- [EXERCISE]: Omitting all images, output the entries that follow exactly as written.

- [RECORDED DATA]:

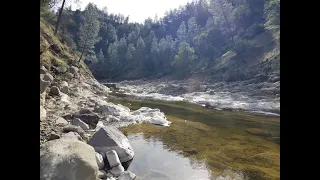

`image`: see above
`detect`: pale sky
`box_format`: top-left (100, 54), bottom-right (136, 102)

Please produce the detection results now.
top-left (71, 0), bottom-right (193, 23)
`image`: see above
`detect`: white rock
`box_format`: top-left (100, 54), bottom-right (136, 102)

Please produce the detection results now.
top-left (118, 171), bottom-right (136, 180)
top-left (109, 164), bottom-right (124, 177)
top-left (40, 139), bottom-right (99, 180)
top-left (72, 118), bottom-right (89, 130)
top-left (40, 105), bottom-right (46, 120)
top-left (95, 121), bottom-right (105, 131)
top-left (55, 117), bottom-right (68, 127)
top-left (106, 150), bottom-right (121, 168)
top-left (95, 152), bottom-right (105, 170)
top-left (88, 127), bottom-right (134, 163)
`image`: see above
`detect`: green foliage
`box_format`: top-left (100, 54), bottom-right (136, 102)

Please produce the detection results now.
top-left (233, 39), bottom-right (257, 55)
top-left (172, 42), bottom-right (197, 77)
top-left (49, 0), bottom-right (279, 80)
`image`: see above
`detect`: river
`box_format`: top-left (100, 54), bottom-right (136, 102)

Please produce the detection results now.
top-left (105, 79), bottom-right (280, 180)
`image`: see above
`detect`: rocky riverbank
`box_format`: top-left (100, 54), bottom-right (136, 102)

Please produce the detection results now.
top-left (40, 65), bottom-right (171, 180)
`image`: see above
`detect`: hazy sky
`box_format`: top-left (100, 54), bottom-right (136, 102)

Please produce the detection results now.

- [TASK RESPONSE]:
`image`: see above
`detect`: pale sky
`box_format`: top-left (100, 54), bottom-right (136, 102)

Please produce the detection results now.
top-left (71, 0), bottom-right (193, 23)
`image`: see above
`detect`: white rock
`box_format`: top-left (100, 54), bottom-right (136, 102)

Please produce the detection results now.
top-left (118, 171), bottom-right (136, 180)
top-left (109, 164), bottom-right (124, 177)
top-left (40, 139), bottom-right (99, 180)
top-left (72, 118), bottom-right (89, 130)
top-left (40, 105), bottom-right (46, 120)
top-left (95, 121), bottom-right (105, 131)
top-left (55, 117), bottom-right (68, 127)
top-left (106, 150), bottom-right (121, 168)
top-left (95, 152), bottom-right (105, 170)
top-left (88, 127), bottom-right (134, 163)
`image`: see above
`detect`: green foliage
`box_format`: top-left (100, 54), bottom-right (136, 102)

Please produce the detection results now.
top-left (233, 39), bottom-right (257, 55)
top-left (172, 42), bottom-right (197, 77)
top-left (49, 0), bottom-right (279, 80)
`image`: see above
`detect`: river
`box_format`: top-left (100, 54), bottom-right (136, 102)

Please produce the detection results now.
top-left (105, 79), bottom-right (280, 180)
`image`: see above
`detect`: rocky riverbank
`box_format`: top-left (100, 54), bottom-right (136, 102)

Please produce the detection results now.
top-left (40, 65), bottom-right (171, 180)
`image`: see above
`detect`: hazy sky
`box_format`: top-left (100, 54), bottom-right (136, 102)

Please produce the detection results now.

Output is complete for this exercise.